Holy Trinity: What does this doctrine tell us about God?

Because God is impossible to define, members of the early church faced many differences regarding the nature of God. They were afraid that the teaching of the Apostles was being distorted. God had revealed Himself in different ways in the Scriptures and some had difficulty making sense out of these differences. To help resolve such problems, the early Church Fathers engaged in an effort to set a boundary around this great mystery of Who is God. They did not define God, but provided a framework to help us to know God as He has been revealed. The result is not a simple statement that can be fully explained, because there still remains the mystery of the essence of God. The resulting doctrine of the Holy Trinity is a gift to help us know more fully the living realty of our God.

The word Trinity is a combination of two words meaning three and unity. The doctrine of the Holy Trinity tells us that God is three persons in total unity. He is one in essence, but has shown Himself to us as three persons: the Father, the Son, and the Holy Spirit. These are separate persons (hypostasis) with individual (hypostatic) attributes, yet all one in essence. Make sense? Probably not completely, because there is a mystery involved that cannot be totally explained.
※ ※ ※
▶ _List of tasks_:
1) In the Holy Trinity passage, what two meanings are combined in the word Trinity?
2) Carry the Holy Trinity passage forward from its final sentence.
※ ※ ※
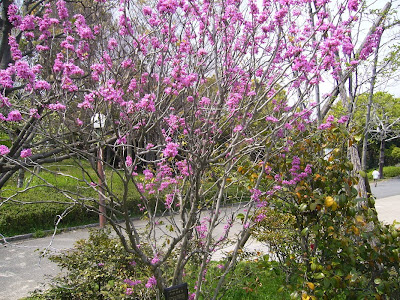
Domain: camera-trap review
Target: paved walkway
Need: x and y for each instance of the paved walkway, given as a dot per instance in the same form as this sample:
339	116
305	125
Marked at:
22	269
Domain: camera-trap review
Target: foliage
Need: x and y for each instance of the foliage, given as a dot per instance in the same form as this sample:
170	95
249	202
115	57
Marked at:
98	268
191	91
388	172
333	243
※ ※ ※
▶ _Exercise responses_:
1) Three and unity.

2)
How can it be one yet be three persons? This is the unexplainable mystery. It is the boundary we have been given. There is not more than one God. Yet, God does not appear to us as only one Person. Think about what kind of relationship would exists between three persons who are really one in essence? Meditating on this question will give you an idea of the kind of relationship we can have with God and the true meaning of God’s infinite love.

There have been many misunderstandings about the nature of the Trinity. One is that the Father is God and the Son and Holy Spirit are only creations of the Father. But, this makes them creatures. The revealed Word shows us that both the Son and the Holy Spirit are uncreated and divine along with the Father. They act with the Father in the act of Creation so cannot be created. They are not creatures.
Another misunderstanding is the idea that God merely appears in different forms - sometimes as Father, others as the Son, or sometimes as the Holy Spirit. But, Scripture clearly says that both the Son and Spirit are “of God” and not merely aspects of God. Both the Son and Holy Spirit are realities with different personalities. They are not just different forms.

A third error is where the Son and Spirit are simply names for relationships that God has with Himself. Again such a view does not leave room for the reality that the Spirit and the Son have an existence and life of their own. If they were only relations that God has with Himself then they would be mere illusions. They are not simply relationships.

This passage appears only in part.